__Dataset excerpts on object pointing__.
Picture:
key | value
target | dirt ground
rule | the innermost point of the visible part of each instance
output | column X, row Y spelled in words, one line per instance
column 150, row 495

__THE REQUEST__. Can you quote every line of the listing above word for word?

__THE SOLUTION__.
Picture:
key | value
target | dirt ground
rule | the innermost point of the visible part of each instance
output | column X, row Y spelled in words, one line per instance
column 150, row 495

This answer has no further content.